### [Exercise]
If a record contains a picture, skip the picture and transcribe the rest exactly.

### [Natural-language object grounding data]
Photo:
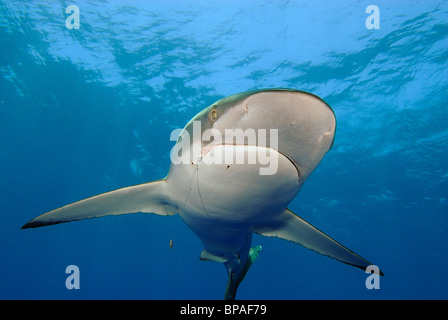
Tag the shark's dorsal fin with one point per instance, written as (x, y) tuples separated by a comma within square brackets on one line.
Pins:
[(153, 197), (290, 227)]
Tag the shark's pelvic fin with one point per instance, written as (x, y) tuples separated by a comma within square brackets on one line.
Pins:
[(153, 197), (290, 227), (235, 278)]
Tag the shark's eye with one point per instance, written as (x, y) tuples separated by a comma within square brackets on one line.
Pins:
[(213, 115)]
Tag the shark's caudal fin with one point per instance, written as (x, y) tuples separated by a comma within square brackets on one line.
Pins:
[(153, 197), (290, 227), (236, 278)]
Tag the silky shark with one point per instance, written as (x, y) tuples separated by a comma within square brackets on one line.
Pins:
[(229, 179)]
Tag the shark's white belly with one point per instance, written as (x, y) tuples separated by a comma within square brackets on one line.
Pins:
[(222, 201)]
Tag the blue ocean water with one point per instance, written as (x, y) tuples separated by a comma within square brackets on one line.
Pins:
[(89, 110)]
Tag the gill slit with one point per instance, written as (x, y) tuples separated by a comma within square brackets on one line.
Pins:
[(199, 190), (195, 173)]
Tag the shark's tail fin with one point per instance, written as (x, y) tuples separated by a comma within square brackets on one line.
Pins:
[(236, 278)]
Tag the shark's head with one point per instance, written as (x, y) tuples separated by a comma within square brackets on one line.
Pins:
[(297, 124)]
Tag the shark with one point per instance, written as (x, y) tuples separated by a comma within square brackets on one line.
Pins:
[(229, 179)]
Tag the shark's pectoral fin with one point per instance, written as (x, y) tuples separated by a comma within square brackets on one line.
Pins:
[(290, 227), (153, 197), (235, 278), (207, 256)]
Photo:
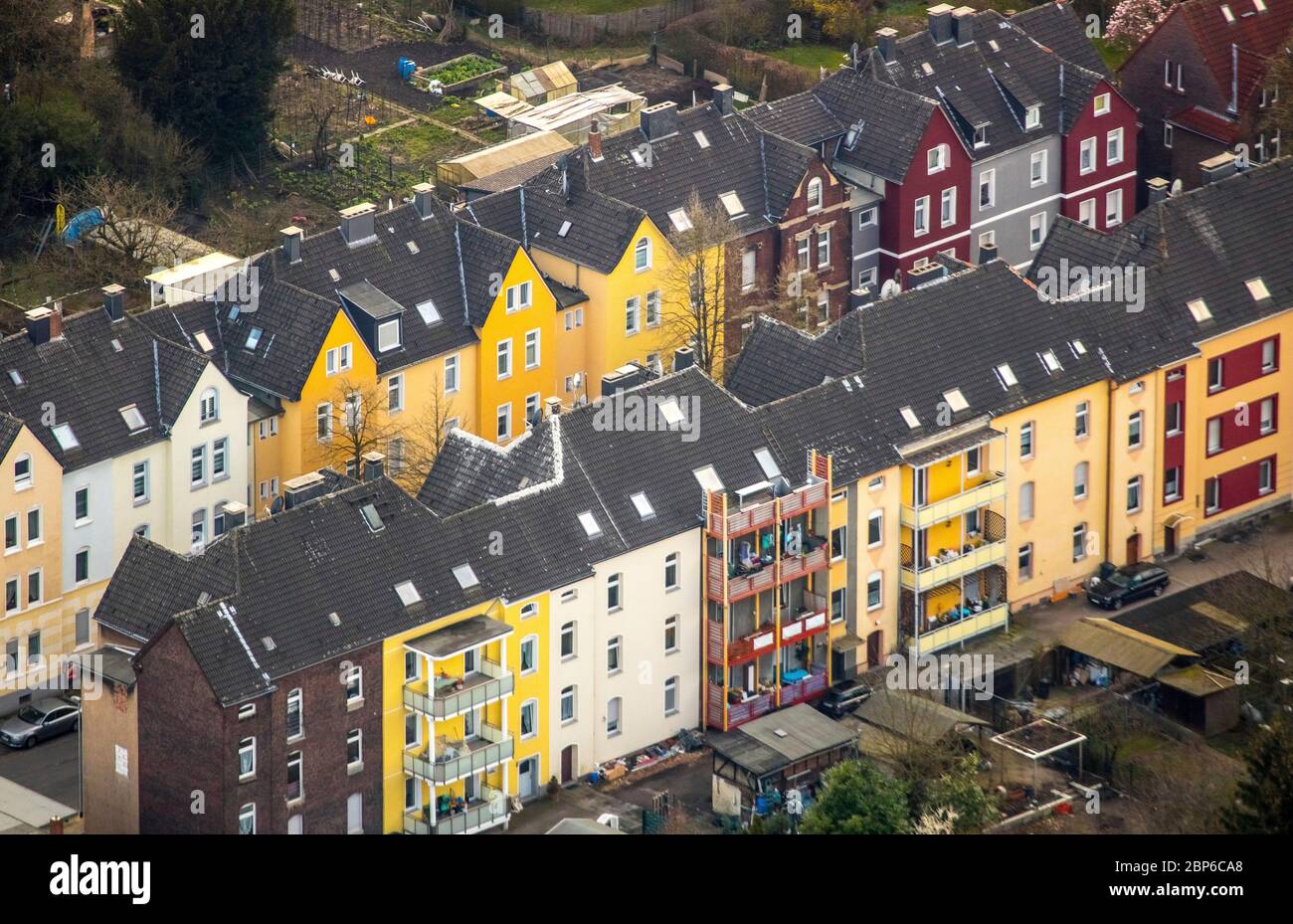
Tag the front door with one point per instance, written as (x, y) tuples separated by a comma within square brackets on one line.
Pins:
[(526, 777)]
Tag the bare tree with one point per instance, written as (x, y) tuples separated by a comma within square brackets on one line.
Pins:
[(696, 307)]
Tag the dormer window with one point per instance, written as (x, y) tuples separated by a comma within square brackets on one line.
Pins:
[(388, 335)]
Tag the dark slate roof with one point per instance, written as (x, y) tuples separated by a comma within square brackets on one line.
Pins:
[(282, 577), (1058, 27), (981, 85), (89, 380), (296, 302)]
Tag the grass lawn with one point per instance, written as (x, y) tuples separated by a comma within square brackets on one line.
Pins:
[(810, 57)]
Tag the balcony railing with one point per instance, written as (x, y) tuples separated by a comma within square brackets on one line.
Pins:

### [Task output]
Photo:
Tag the shark's dorsal fin with one point per instance, written as (x, y) tuples separated by a comma within square brackets on one line.
Pins:
[(153, 197), (290, 227)]
Tag the shark's pelvic fin with one point per instance, written as (x, y) tuples separated by a comma within square brackets on one line.
Pins:
[(153, 197), (290, 227), (235, 278)]
Tag the shark's eye with one point per instance, written as (x, y) tuples separated by a comma within square brackets on one line.
Pins:
[(213, 115)]
Tag the shark's caudal fin with one point per instance, written as (x, y) tuples separated by a comma within square brackets on one line.
Pins:
[(153, 197), (290, 227), (236, 278)]
Tag the silky shark with one point per instance, written as (x, y) tuples separated by a comma within square brackets on one line.
Pins:
[(229, 179)]
Tag the shark's white belly with one point per instance, written as (x, y) tuples separated by a comma within square brackets on one line.
Pins:
[(222, 201)]
Tag the blue ocean water with one point per instance, written as (x, y) tuples separated by a comma within square brackets on one line.
Pins:
[(89, 110)]
Tag the gill slit with one point per instance, written as (x, y) tuples separated by a comma within square brackets on one line.
Pins:
[(199, 190), (195, 173)]
Tag the shark's tail fin with one point per instance, written as (x, y) tuples separated by a comma within square brackets on one line.
Pins:
[(236, 278)]
Tag the shark's head with one point per instance, written as (x, y) tuples separated by a comma within square brackets on one line.
Pins:
[(297, 124)]
Tag the shark with one point per instance, written as (x, y) tuples separated by a comma within square brackets on one line.
Pins:
[(229, 179)]
Tag the shark's pectoral fin with one point per instance, written as (x, y) tuples separated by a comma within square brackets on one line.
Pins:
[(290, 227), (153, 197), (235, 278), (207, 256)]
Photo:
Tag the front door with one point per instance, written as (x, y) tuples separated by a comma within square brackets on one line.
Pins:
[(526, 777)]
Tag the bare tree with one point per instance, written as (x, y) tuples separated by a comma within square brackets on one line.
Pins:
[(696, 307)]
Tag the dormer window with one point per instance, written as (x, y) tuples separated by a comma within square brackets on one line.
Pins:
[(388, 335)]
Tag the dark slate roof with one point per instance, written as (x, y) tuples separated by a comma within square brackets on one line.
Pins:
[(282, 577), (1058, 27), (981, 85), (89, 380), (296, 302)]
Tag the grass lawn with one point per instance, written as (x, y) tuples separated by a comma within square brackets on one line.
Pins:
[(810, 57)]
Tag the balcony railing with one point per instance, written as (x, y) tuples separated by a comma within square brackets on one line.
Pins:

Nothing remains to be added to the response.